━━━ Dataset content ━━━

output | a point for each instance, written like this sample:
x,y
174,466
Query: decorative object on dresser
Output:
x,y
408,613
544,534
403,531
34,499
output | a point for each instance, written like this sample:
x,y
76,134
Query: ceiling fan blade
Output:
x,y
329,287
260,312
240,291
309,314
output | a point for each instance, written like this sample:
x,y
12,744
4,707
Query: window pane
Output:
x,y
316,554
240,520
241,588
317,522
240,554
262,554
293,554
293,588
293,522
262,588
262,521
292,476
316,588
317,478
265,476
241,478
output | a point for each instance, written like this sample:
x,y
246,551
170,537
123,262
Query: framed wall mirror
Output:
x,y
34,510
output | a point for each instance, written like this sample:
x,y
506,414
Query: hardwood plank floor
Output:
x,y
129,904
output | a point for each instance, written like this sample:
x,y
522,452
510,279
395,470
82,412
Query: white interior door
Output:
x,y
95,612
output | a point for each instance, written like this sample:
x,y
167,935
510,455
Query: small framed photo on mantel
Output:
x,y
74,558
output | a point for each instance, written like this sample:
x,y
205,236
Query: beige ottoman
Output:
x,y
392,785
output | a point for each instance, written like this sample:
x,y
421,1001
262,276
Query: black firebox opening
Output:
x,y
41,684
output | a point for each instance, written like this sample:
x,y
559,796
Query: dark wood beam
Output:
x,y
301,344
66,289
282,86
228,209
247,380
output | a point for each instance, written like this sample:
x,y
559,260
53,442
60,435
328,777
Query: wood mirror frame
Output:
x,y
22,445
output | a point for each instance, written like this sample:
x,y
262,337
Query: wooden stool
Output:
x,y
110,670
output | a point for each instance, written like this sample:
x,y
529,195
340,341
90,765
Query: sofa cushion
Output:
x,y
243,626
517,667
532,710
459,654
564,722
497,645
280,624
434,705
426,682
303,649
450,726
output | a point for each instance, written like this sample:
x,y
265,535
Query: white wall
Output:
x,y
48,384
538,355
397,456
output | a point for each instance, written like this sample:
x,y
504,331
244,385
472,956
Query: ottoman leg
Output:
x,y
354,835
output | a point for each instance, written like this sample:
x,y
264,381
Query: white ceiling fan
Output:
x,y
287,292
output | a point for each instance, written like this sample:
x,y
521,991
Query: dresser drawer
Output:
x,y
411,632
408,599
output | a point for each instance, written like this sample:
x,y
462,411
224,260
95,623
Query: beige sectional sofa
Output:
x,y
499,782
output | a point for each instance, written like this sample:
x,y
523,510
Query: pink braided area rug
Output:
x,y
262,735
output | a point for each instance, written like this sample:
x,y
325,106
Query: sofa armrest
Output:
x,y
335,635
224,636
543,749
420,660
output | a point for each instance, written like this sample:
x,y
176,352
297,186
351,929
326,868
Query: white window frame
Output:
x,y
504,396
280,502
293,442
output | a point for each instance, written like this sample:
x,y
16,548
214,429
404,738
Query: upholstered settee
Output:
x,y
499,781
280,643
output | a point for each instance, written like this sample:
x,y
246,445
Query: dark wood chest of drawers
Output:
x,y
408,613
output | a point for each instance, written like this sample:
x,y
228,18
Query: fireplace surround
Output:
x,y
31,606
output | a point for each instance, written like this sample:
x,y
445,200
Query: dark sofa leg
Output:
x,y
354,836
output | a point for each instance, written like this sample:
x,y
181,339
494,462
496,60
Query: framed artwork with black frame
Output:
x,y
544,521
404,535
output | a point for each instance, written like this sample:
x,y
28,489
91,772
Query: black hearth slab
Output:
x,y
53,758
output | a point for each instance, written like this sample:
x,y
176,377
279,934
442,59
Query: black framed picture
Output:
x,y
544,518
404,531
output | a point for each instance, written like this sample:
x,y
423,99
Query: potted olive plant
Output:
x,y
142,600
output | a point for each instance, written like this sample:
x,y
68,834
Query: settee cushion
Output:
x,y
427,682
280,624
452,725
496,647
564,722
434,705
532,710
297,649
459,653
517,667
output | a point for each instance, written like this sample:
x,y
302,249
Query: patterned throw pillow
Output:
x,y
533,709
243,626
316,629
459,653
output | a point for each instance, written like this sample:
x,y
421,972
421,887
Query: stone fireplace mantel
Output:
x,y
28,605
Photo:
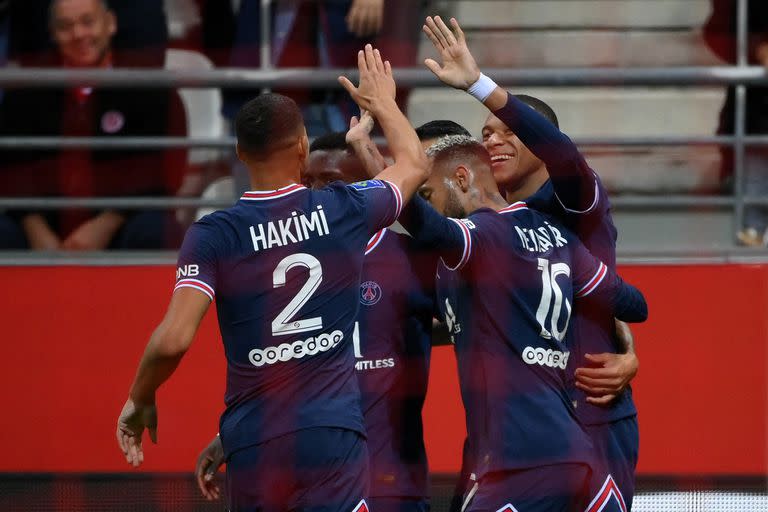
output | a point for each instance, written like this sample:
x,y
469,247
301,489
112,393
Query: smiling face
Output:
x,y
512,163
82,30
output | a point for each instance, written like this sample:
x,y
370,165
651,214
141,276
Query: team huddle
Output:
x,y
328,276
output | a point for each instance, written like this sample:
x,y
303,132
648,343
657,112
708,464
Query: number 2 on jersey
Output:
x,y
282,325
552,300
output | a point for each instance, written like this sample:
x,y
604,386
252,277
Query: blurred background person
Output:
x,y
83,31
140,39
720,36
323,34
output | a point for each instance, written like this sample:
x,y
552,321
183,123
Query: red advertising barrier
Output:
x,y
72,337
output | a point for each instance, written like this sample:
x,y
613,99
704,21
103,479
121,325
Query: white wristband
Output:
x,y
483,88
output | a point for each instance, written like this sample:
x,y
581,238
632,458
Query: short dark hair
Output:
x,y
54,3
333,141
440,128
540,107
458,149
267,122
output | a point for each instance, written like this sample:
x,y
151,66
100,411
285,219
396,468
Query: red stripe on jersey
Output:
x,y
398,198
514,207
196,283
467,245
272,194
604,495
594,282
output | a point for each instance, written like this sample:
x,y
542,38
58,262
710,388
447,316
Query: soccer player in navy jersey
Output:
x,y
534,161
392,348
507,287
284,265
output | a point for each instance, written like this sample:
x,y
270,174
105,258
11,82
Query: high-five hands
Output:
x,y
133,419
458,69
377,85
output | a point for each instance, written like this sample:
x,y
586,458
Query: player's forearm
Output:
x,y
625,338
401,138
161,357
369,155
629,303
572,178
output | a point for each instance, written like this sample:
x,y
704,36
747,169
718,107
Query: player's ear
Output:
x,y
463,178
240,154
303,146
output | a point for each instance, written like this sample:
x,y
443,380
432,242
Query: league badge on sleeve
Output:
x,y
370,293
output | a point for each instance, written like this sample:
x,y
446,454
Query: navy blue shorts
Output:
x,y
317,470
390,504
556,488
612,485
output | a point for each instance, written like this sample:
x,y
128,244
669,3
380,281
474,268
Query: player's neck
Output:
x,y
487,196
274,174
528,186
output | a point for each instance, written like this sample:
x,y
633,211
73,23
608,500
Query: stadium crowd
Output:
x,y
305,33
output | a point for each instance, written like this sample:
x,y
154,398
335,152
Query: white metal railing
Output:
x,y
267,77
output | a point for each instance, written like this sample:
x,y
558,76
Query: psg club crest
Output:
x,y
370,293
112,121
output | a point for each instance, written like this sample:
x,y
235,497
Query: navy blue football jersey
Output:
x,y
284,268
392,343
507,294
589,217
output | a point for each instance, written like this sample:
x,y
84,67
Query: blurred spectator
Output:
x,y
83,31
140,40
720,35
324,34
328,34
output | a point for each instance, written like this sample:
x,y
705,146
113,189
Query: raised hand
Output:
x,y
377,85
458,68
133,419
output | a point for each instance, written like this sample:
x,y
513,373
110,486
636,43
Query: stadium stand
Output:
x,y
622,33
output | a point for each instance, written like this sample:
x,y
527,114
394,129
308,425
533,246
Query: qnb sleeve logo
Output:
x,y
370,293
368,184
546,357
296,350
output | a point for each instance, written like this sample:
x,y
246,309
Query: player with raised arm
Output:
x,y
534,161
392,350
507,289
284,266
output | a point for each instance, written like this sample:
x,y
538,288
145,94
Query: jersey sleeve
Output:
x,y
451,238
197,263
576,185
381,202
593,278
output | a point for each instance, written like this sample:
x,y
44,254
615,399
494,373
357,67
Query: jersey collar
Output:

━━━

Set down the material exactly, every line of it, except for the pictures.

◆ Reply
output | a point for each instance, written like this sample:
x,y
174,466
Query: decorative object on dresser
Output:
x,y
408,613
544,534
403,531
34,499
output | a point for each instance, written like this sample:
x,y
76,134
Query: ceiling fan blade
Output:
x,y
329,287
260,312
240,291
309,314
output | a point for each instance, written like this sample:
x,y
12,744
4,707
Query: window pane
Output:
x,y
316,554
240,520
241,588
317,522
240,554
262,554
293,554
293,588
293,522
262,588
262,521
292,476
316,588
317,478
265,476
241,478
output | a point for each instance, written like this sample:
x,y
246,551
170,537
123,262
Query: framed wall mirror
Output:
x,y
34,510
output | a point for each instance, written like this sample:
x,y
506,414
Query: hardwood plank floor
Output:
x,y
129,904
output | a point for each instance, written like this sample:
x,y
522,452
510,279
395,470
82,412
Query: white interior door
Output:
x,y
95,612
output | a point for each instance, written like this sample:
x,y
167,935
510,455
Query: small framed photo on mantel
Output:
x,y
74,558
output | a point for each instance, written like this sample:
x,y
205,236
Query: beige ottoman
Output:
x,y
392,785
output | a point for each instance, written like this sample:
x,y
421,1001
262,276
Query: black firebox opening
Output:
x,y
41,684
output | a point for each instance, written like this sample:
x,y
559,796
Query: dark wood beam
Output:
x,y
301,344
66,289
282,86
228,209
247,380
output | a point for each instance, written like this sample:
x,y
559,260
53,442
60,435
328,777
Query: wood mirror frame
Output:
x,y
22,445
output | a point for each instance, written like this sample:
x,y
262,337
Query: wooden stool
Output:
x,y
110,670
output | a point for each instance, written like this sample:
x,y
529,195
340,341
90,765
Query: sofa cushion
Output:
x,y
243,626
517,667
532,710
459,654
564,722
497,645
280,624
434,705
426,682
303,649
450,726
output | a point for each instance, written like this sample:
x,y
265,535
Query: white wall
Output:
x,y
48,384
538,355
397,456
output | a point for each instance, written like this sample:
x,y
504,331
244,385
472,956
Query: ottoman leg
Output:
x,y
354,835
output | a point for each instance, written like this sample:
x,y
264,381
Query: white ceiling fan
Output:
x,y
287,292
output | a point for each instance, written like this sample:
x,y
521,991
Query: dresser drawer
Output:
x,y
411,632
408,599
output | a point for each instance, written like this sample:
x,y
462,411
224,260
95,623
Query: beige sectional sofa
Output:
x,y
499,782
output | a point for each instance, written like this sample:
x,y
523,510
Query: pink braided area rug
Output:
x,y
262,735
output | a point for each instance, written like this sample:
x,y
325,106
Query: sofa armrest
Output:
x,y
335,635
224,636
543,749
420,660
output | a point for each instance, written like this sample:
x,y
176,352
297,186
351,929
326,868
Query: white window frame
Output:
x,y
504,396
280,502
293,442
output | a point for each instance, written like this sample:
x,y
16,548
214,429
404,738
Query: upholstered settee
Output:
x,y
499,781
280,643
output | a point for each instance, written like this sample:
x,y
246,445
Query: dark wood chest of drawers
Output:
x,y
408,613
output | a point for each instance, written like this sample:
x,y
228,18
Query: fireplace surround
Output:
x,y
31,606
output | a point for each instance, written like this sample:
x,y
445,200
Query: dark sofa leg
Output:
x,y
354,836
output | a point for each instance, written like this sample:
x,y
181,339
494,462
496,60
Query: framed artwork with black frame
Output:
x,y
544,521
404,535
output | a point for each instance, written like this sample:
x,y
28,489
91,772
Query: black hearth slab
Output:
x,y
53,758
output | a point for each instance, written like this sample:
x,y
176,377
279,934
442,59
Query: black framed picture
Output:
x,y
544,518
404,531
output | a point for each instance, written like this sample:
x,y
423,99
Query: potted olive plant
Output:
x,y
142,600
output | a point for each instance, written like this sample:
x,y
68,834
Query: settee cushion
Output:
x,y
427,682
280,624
452,725
496,647
564,722
434,705
532,710
297,649
459,653
517,667
output | a point for each instance, written like this sample:
x,y
302,249
Query: patterned throw pillow
Output:
x,y
533,709
243,626
316,629
459,653
output | a point for each instance, written like this sample:
x,y
421,972
421,887
Query: stone fireplace mantel
Output:
x,y
28,605
Photo:
output | a point for each instance, written like this sample:
x,y
469,247
301,489
112,393
Query: smiling face
Output:
x,y
512,163
82,30
output | a point for each instance, written like this sample:
x,y
370,165
651,214
141,276
Query: team huddle
Output:
x,y
328,276
output | a point for each instance, written like this sample:
x,y
303,132
648,343
657,112
708,464
Query: number 2 on jersey
Output:
x,y
282,325
552,300
output | a point for each instance, written like this sample:
x,y
604,386
252,277
Query: blurred background person
Output:
x,y
83,31
140,39
720,36
323,34
output | a point for each instance, written like this sample:
x,y
552,321
183,123
Query: red advertising barrier
Output:
x,y
72,337
output | a point for each instance, written like this sample:
x,y
613,99
704,21
103,479
121,325
Query: white wristband
Output:
x,y
483,88
output | a point for each instance, written like this sample:
x,y
581,238
632,458
Query: short dark hair
Output:
x,y
54,3
333,141
440,128
540,107
458,149
267,122
output | a point for each instance, written like this sample:
x,y
151,66
100,411
285,219
396,468
Query: red stripe on jersey
Output:
x,y
398,198
514,207
196,283
467,245
272,194
604,495
594,282
output | a point for each instance, written like this sample:
x,y
542,38
58,262
710,388
447,316
Query: soccer player in navy jersey
Output:
x,y
534,161
392,348
507,287
284,265
output | a point for each instance, written like this sample:
x,y
270,174
105,258
11,82
Query: high-five hands
Output:
x,y
133,419
458,69
377,85
output | a point for each instance, written like this sample:
x,y
586,458
Query: player's forearm
Output:
x,y
625,338
401,138
161,357
369,155
629,303
572,178
output | a point for each instance, written like this sample:
x,y
704,36
747,169
718,107
Query: player's ear
Output:
x,y
463,178
240,154
303,146
output | a point for each instance, written like this sample:
x,y
443,380
432,242
Query: league badge on sleeve
Output:
x,y
370,293
output | a point for each instance, written like this sample:
x,y
446,454
Query: navy blue shorts
Output:
x,y
317,470
390,504
556,488
612,485
output | a point for each instance, written like this sample:
x,y
128,244
669,3
380,281
474,268
Query: player's neck
Output:
x,y
487,196
274,174
528,186
output | a point for each instance, written like this sample:
x,y
633,211
73,23
608,500
Query: stadium crowd
Output:
x,y
305,33
output | a point for each instance, written like this sample:
x,y
154,398
335,152
Query: white metal railing
Output:
x,y
267,77
output | a point for each instance, written like this sample:
x,y
558,76
Query: psg club crest
Output:
x,y
370,293
112,121
output | a point for each instance, written like this sample:
x,y
235,497
Query: navy blue football jersey
Output:
x,y
284,268
392,343
507,294
589,217
output | a point for each instance, written like this sample:
x,y
84,67
Query: blurred spectator
Output:
x,y
83,31
140,40
720,35
324,34
328,34
output | a point for each instance, written like this sample:
x,y
705,146
113,189
Query: raised hand
Output:
x,y
377,85
458,68
133,419
output | a point for each instance, written like this sample:
x,y
513,373
110,486
636,43
Query: stadium stand
Output:
x,y
622,33
output | a point for each instance, written like this sample:
x,y
527,114
394,129
308,425
533,246
Query: qnb sleeve logo
Output:
x,y
370,293
368,184
546,357
296,350
output | a point for each instance, written like this sample:
x,y
246,309
Query: player with raised arm
Output:
x,y
534,161
392,350
507,289
284,266
output | a point for each instance, written like this sample:
x,y
538,288
145,94
Query: jersey sleeve
Output:
x,y
451,238
197,263
576,185
381,202
593,278
output | a point for each instance, written like this sample:
x,y
44,254
615,399
494,373
357,67
Query: jersey collar
Output:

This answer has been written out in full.